**EXCERPTED RECORDS**
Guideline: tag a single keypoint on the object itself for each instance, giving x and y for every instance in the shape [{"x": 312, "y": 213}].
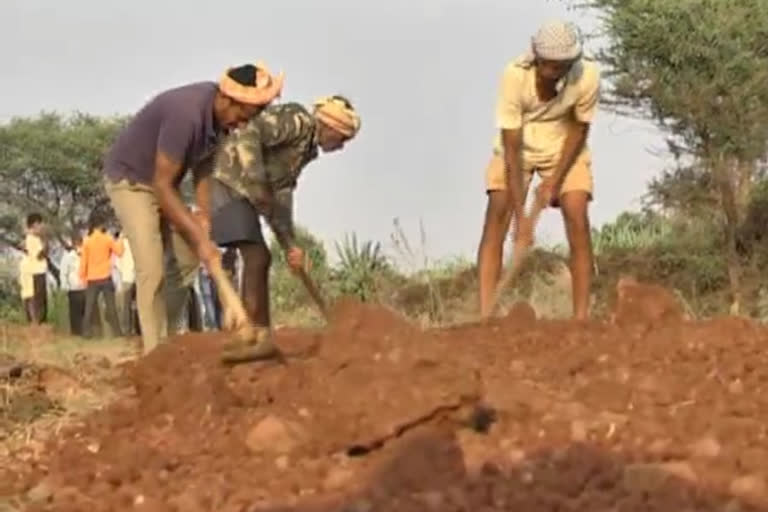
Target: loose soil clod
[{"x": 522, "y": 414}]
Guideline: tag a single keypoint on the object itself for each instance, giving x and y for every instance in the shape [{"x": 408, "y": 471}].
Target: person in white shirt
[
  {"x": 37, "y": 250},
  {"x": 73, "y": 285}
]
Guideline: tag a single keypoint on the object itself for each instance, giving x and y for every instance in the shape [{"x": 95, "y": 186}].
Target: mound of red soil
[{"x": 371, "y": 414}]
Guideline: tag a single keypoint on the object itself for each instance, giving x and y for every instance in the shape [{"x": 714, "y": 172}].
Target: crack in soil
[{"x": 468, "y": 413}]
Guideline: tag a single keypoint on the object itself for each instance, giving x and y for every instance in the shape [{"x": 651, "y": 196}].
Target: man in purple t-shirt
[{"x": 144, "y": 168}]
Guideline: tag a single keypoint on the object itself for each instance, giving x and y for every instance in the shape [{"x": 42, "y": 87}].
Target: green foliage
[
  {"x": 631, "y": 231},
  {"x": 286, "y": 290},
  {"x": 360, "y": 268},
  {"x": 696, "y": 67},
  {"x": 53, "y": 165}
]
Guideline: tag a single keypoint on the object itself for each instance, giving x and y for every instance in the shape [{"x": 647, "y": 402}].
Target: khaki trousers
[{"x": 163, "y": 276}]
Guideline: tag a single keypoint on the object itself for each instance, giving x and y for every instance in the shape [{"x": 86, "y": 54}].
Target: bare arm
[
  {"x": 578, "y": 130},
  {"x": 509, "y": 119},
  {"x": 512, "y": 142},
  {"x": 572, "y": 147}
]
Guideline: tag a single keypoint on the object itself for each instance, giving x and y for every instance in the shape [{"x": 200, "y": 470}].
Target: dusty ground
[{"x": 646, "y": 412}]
--
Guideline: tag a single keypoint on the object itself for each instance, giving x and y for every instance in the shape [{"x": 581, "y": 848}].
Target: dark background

**EXERCISE DESCRIPTION**
Scan the material above for lines holding the string "keypoint" and copy those lines.

**SOLUTION**
Guideline: tag a single keypoint on the object itself for each instance, giving x and y for every instance in the shape [{"x": 312, "y": 213}].
Guideline: tag a single keypoint on the object itself for each instance, giving x and y for every instance in the shape [{"x": 408, "y": 471}].
Guideline: tag a single keypoint on the object itself for each instance, giving x and y for every instance in the shape [{"x": 95, "y": 186}].
Guideline: tag a single keypoint on the object itself for each instance, giving x and y for every instance in the shape [{"x": 714, "y": 172}].
Guideline: tag a single keypoint on the object itself for each instance, giving x and y for every instance in the shape [{"x": 651, "y": 196}].
Guideline: tag a single keypoint on the object itself for each instance, giving x and y for every instance in the shape [{"x": 42, "y": 87}].
Guideline: tag a single keypoint on the object itself for each instance, giving x and y for every instance in the shape [{"x": 647, "y": 402}].
Guideline: tag a single keypoint on the object itself for each instance, giving x and y for every instance in the shape [{"x": 86, "y": 54}].
Guideline: tag a single keypoint on the object itself for each instance, giving x and y for every instance in the shape [{"x": 200, "y": 470}].
Guideline: tag a single keypoint on the object itself for each instance, giving x and y for every instance in the shape [{"x": 581, "y": 848}].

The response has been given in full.